__Tasks for this exercise__.
A - Answer these questions from the article on North Korea's first COVID-19 case:
(i) Which variant did tests confirm in the people with fevers in Pyongyang?
(ii) What is the country's population believed to be?
(iii) Whose meeting did Kim call, where members decided to raise anti-virus measures?
B - From the article on North Korea's first COVID-19 case, pull out the passage starting at "The North's official" and ending at "fast as possible.", word for word.
C - Carry on the article on North Korea's first COVID-19 case from its final sentence.

__Page excerpt__.
____

North Korea announced its first coronavirus infection more than two years into the pandemic Thursday as leader Kim Jong Un called for raising COVID-19 preventive measures to maximum levels.
The North's official Korean Central News Agency said tests from an unspecified number of people with fevers in the capital Pyongyang confirmed they were infected with the omicron variant. North Korea had previously claimed a perfect record in keeping out COVID-19, a claim widely doubted by outside experts.
The country's population of 26 million is believed to be mostly unvaccinated, after its government shunned vaccines offered by the U.N.-backed COVAX distribution program, possibly because those have international monitoring requirements.
KCNA said Kim called a meeting of the ruling Korean Workers' Party's Politburo where members decided to raise its anti-virus measures. Kim during the meeting called for officials to stabilize transmissions and eliminate the infection source as fast as possible.
Despite the decision to elevate anti-virus steps, Kim ordered officials to push ahead with scheduled construction, agricultural development and other state projects while bolstering the country's defense postures to avoid any security vacuum.

____

__Available data__.
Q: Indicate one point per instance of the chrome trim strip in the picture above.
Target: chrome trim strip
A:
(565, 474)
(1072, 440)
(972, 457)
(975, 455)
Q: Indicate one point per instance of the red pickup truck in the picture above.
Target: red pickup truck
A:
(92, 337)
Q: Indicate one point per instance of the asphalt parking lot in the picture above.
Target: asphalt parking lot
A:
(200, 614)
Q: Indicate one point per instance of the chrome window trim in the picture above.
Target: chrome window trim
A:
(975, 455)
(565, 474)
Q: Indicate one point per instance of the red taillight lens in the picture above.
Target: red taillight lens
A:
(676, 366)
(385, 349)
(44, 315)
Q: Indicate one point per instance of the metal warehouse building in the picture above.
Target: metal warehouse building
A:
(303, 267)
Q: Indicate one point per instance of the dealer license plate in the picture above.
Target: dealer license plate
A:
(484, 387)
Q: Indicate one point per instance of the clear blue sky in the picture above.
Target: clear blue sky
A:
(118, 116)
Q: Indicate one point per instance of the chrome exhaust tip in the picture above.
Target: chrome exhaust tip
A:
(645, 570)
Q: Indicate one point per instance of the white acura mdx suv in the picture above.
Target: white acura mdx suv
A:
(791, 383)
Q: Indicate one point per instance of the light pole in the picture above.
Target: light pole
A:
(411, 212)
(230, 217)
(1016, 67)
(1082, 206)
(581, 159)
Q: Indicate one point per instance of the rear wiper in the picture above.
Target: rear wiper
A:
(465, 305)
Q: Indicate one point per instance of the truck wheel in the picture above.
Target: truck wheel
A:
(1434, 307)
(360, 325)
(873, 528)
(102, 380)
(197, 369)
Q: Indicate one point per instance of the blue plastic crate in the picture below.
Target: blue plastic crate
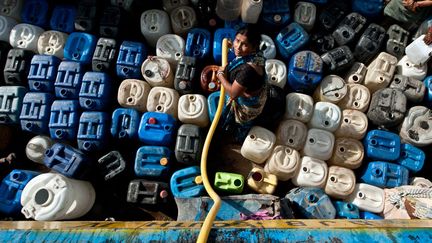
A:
(157, 128)
(92, 130)
(80, 47)
(125, 123)
(67, 160)
(43, 72)
(290, 40)
(68, 81)
(130, 58)
(64, 119)
(11, 99)
(385, 174)
(183, 183)
(219, 35)
(35, 12)
(11, 189)
(152, 161)
(95, 92)
(198, 43)
(411, 157)
(382, 145)
(35, 112)
(312, 203)
(305, 71)
(63, 18)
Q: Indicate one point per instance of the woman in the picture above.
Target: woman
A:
(244, 82)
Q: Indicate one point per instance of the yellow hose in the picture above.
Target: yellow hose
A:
(208, 222)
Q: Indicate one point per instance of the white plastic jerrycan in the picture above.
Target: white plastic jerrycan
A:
(258, 144)
(340, 182)
(192, 109)
(283, 162)
(52, 196)
(367, 197)
(311, 172)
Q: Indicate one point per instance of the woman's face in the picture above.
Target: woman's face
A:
(241, 45)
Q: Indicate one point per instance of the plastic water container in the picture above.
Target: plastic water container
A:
(157, 128)
(416, 127)
(387, 107)
(261, 181)
(326, 116)
(283, 162)
(43, 72)
(411, 157)
(275, 13)
(11, 98)
(418, 52)
(276, 72)
(367, 197)
(258, 144)
(319, 144)
(354, 125)
(52, 43)
(133, 93)
(52, 196)
(95, 91)
(228, 9)
(305, 15)
(229, 182)
(413, 89)
(154, 24)
(382, 145)
(67, 160)
(312, 203)
(340, 182)
(346, 210)
(357, 98)
(171, 47)
(25, 36)
(147, 192)
(64, 119)
(105, 55)
(35, 112)
(299, 106)
(189, 144)
(380, 72)
(80, 47)
(92, 130)
(36, 147)
(152, 161)
(63, 18)
(291, 133)
(6, 25)
(407, 68)
(157, 71)
(331, 89)
(165, 100)
(125, 123)
(291, 39)
(219, 35)
(267, 47)
(130, 58)
(356, 74)
(192, 109)
(187, 182)
(348, 153)
(68, 81)
(11, 189)
(305, 71)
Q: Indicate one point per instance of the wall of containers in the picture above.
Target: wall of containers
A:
(105, 105)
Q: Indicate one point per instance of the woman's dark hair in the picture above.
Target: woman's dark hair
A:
(252, 33)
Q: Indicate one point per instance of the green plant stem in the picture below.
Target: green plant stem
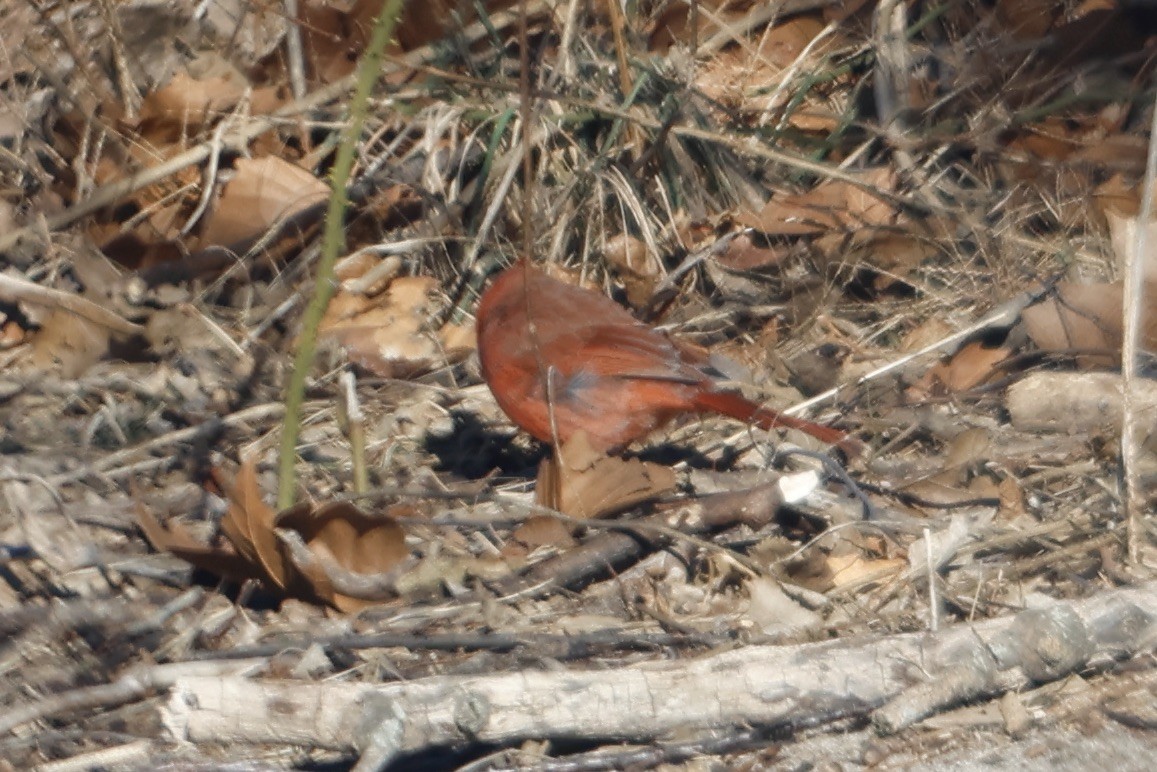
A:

____

__Solved problems__.
A -
(i) The omicron variant.
(ii) 26 million.
(iii) The ruling Korean Workers' Party's Politburo.

B -
The North's official Korean Central News Agency said tests from an unspecified number of people with fevers in the capital Pyongyang confirmed they were infected with the omicron variant. North Korea had previously claimed a perfect record in keeping out COVID-19, a claim widely doubted by outside experts.
The country's population of 26 million is believed to be mostly unvaccinated, after its government shunned vaccines offered by the U.N.-backed COVAX distribution program, possibly because those have international monitoring requirements.
KCNA said Kim called a meeting of the ruling Korean Workers' Party's Politburo where members decided to raise its anti-virus measures. Kim during the meeting called for officials to stabilize transmissions and eliminate the infection source as fast as possible.

C -
Kim said officials must also formulate steps to ease any public inconveniences and other negative situations that could flare as a result of the boosted anti-pandemic measures. Kim said that "the single-minded public unity is the most powerful guarantee that can win in this anti-pandemic fight," KCNA said.
North Korea's announcement of the infections came after NK News, a North Korea-focused news site, cited unidentified sources who said authorities had imposed a lockdown on Pyongyang residents. South Korea's government said it couldn't confirm the report.
North Korea was one of the last places in the world without an acknowledged virus case. Turkmenistan, a similarly secretive and authoritarian nation in Central Asia, has reported no cases to the World Health Organization, though its claim also is widely doubted by outside experts. In recent months, some Pacific island nations that kept the virus out by their geographic isolation have recorded outbreaks.
Experts say a major COVID-19 outbreak would have devastating consequences because of North Korea's poor health care system and could possibly trigger instability when combined with other problems like serious food shortages.
North Korea's previous coronavirus-free claim had been disputed by many foreign experts. But South Korean officials have said North Korea had likely avoided a huge outbreak, in part because it instituted strict virus controls almost from the start of the pandemic.
Early in 2020 — before the coronavirus spread around the world — North Korea took severe steps to keep out the virus and described them as a matter of "national existence. It quarantined people with symptoms resembling COVID-19 and all but halted cross-border traffic and trade for two years and is even believed to have ordered troops to shoot on sight any trespassers who crossed its borders.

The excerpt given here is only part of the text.